━━━ DATA PROVIDED
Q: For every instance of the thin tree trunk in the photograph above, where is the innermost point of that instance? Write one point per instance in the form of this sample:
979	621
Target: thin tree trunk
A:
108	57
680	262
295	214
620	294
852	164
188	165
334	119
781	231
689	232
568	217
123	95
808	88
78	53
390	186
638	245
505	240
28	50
━━━━━━
YOUR OBJECTIVE:
Reproduce the material above word for word, every line included.

EXERCISE RESPONSE:
Q: For every instance of the thin tree trunk in the photograph above, where is the innermost point of that instance? Write one point per instance in the form of this sample:
979	621
Target: thin tree trunk
A:
108	57
680	262
295	214
620	294
852	164
188	165
334	119
781	231
689	232
568	217
123	95
808	88
78	53
390	186
638	245
505	240
28	50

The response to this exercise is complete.